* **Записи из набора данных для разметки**
################
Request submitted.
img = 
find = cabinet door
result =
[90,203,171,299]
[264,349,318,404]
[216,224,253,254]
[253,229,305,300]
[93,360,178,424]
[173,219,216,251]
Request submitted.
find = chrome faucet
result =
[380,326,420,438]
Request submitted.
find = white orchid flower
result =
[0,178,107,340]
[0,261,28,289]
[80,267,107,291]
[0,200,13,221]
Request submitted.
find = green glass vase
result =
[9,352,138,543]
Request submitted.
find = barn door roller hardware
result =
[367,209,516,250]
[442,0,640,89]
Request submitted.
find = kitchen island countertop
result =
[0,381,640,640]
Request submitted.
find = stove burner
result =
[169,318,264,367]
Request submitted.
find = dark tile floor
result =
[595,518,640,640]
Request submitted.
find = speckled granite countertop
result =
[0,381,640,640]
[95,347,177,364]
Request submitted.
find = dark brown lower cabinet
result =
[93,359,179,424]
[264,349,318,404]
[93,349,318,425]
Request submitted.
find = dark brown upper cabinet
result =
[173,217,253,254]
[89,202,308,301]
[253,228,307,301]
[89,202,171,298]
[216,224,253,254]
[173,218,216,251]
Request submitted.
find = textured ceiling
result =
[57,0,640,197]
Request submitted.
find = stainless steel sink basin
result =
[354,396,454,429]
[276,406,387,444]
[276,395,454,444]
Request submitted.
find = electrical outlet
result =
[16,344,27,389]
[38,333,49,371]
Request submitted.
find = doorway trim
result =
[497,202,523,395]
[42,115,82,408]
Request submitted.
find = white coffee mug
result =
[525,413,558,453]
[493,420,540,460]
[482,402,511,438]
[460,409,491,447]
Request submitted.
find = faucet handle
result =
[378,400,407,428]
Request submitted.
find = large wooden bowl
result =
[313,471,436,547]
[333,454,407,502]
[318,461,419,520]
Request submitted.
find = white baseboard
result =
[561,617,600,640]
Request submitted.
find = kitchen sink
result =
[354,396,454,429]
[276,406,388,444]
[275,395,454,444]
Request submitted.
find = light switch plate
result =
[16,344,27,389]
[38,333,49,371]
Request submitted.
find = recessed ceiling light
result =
################
* **ЧТО СДЕЛАТЬ**
Перенесёте ли вы записи в CSV с двумя столбцами, «текст» и «результат», по одной строке на каждое значение find вместе с его результатом, где каждое поле заключено в кавычки, а переносы строк заменены пробелами? Начните с первой строки записей и закончите строкой, в которой стоит "[380,326,420,438]", включив её.

* **ОТВЕТ**
текст,результат
"Request submitted. img = find = cabinet door result =","[90,203,171,299] [264,349,318,404] [216,224,253,254] [253,229,305,300] [93,360,178,424] [173,219,216,251]"
"Request submitted. find = chrome faucet result =","[380,326,420,438]"